[Task statement]
Extend the Skill Distiller guide past its final sentence, keeping its structure and tone.

[Supplied text]

Skill Distiller

Turn a pile of source material into a reusable AgentSkill.

Pre-flight: Check dependencies

Before ingesting YouTube sources, verify yt-dlp is installed:

bash

which yt-dlp || echo "NOT INSTALLED"

If not installed, prompt the user to install it before proceeding with YouTube ingestion:

•macOS: brew install yt-dlp
•Linux: pip install yt-dlp
•Windows: winget install yt-dlp

If the user only has URLs and local files (no YouTube), skip this check.

Workflow

1) Define the target skill

Collect:

•Skill name (lowercase + hyphens)
•What it should help with (2–5 concrete user requests it should handle)
•What it should not do (boundaries)

Scope check — should this be one skill or many?

If the topic covers 3+ distinct categories or 5+ independent tactics, split it:

•One skill = the index (SKILL.md with a quick-reference table + priority tiers)
•Individual rules = one file per rule in a rules/ directory (each with: why it matters, bad example, good example)

Example pattern (see vercel-react-best-practices for a live implementation):

code

my-skill/
├── SKILL.md          # Index: categories, priority table, rule list
└── rules/
    ├── rule-one.md   # Why + bad + good
    ├── rule-two.md
    └── ...

The agent loads SKILL.md first (lightweight), then pulls individual rule files only when relevant. This keeps context lean and lets each rule be self-contained.

2) Ingest sources into a corpus folder

Use the bundled ingestion scripts to create a local corpus you can cite and reuse.

[Saved data entries]
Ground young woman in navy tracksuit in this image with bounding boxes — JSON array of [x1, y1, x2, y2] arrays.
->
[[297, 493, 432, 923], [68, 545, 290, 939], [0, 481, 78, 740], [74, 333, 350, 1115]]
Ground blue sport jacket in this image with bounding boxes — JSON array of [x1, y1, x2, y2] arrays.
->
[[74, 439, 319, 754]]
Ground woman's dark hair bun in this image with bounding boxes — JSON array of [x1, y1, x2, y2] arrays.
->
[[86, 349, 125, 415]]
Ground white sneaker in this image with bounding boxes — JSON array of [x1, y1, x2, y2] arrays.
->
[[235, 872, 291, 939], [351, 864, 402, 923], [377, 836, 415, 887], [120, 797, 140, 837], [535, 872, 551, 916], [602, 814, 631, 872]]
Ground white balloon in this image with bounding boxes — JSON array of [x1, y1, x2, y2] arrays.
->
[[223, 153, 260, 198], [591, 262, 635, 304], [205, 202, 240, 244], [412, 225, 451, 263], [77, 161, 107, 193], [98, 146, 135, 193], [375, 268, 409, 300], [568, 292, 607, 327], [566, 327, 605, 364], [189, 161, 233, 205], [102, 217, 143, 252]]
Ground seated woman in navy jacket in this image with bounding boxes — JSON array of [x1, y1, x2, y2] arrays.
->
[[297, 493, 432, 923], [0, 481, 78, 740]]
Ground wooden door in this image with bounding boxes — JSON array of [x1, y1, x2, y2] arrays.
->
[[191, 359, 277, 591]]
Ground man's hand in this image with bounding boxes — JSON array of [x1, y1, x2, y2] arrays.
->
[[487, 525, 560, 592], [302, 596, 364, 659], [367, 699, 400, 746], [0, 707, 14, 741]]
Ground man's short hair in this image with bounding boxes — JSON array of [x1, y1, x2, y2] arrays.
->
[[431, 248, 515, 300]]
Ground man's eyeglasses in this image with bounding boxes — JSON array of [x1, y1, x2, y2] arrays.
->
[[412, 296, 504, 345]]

[Reply]
YouTube transcript → text

bash

python3 ~/.claude/skills/skill-distiller/scripts/get_youtube_transcript.py "https://www.youtube.com/watch?v=VIDEO_ID" > out.txt

URL → rough readable text

bash

python3 ~/.claude/skills/skill-distiller/scripts/extract_url_text.py "https://example.com/article" > out.txt

Local file → text

bash

python3 ~/.claude/skills/skill-distiller/scripts/read_text_file.py /path/to/file.md > out.txt

Save raw output directly into the new skill's folder (not /tmp — it needs to persist):

code

<new-skill>/
  references/
    sources.md
    knowledge.md
    raw/
      001-*.txt
      002-*.txt

Coverage check before distilling: After ingesting, ask yourself — do the sources actually cover the topic well enough? If there are obvious gaps (e.g. you have tactics but no data on results, or theory but no practical examples), fetch additional sources before moving on. Better to have complete coverage than to distill incomplete material.

3) Distill (synthesize) into references

Create references/knowledge.md with:

•Overview + glossary
•Processes/checklists
•Gotchas/anti-patterns
•Canonical templates/snippets (if applicable)

Create references/sources.md with:

•Bullet list of every source (URL, title, date captured)
•Notes about source reliability (official docs vs opinion)

Keep SKILL.md lean; put depth in references/.

4) Generate the new skill folder

For detailed guidance on skill structure, writing style, and best practices, read ../skill-creator/SKILL.md.

Create the new skill folder (name must match the skill):

•<new-skill>/SKILL.md (frontmatter: name, description)
•references/ for the distilled knowledge
•rules/ if the topic was split into individual rules (see scope check above)
•scripts/ only when deterministic tooling is needed
•assets/ for templates, images, or files used in output (not loaded into context)

Description format: Write the description in third-person with trigger keywords. The agent uses it to decide when to activate the skill — it should say when to use it, not what it does:

yaml

# Good — tells the agent when to activate
description: "React performance optimization guidelines. This skill should be used when writing, reviewing, or refactoring React components."

# Bad — describes the skill instead of triggering it
description: "Contains best practices for React performance."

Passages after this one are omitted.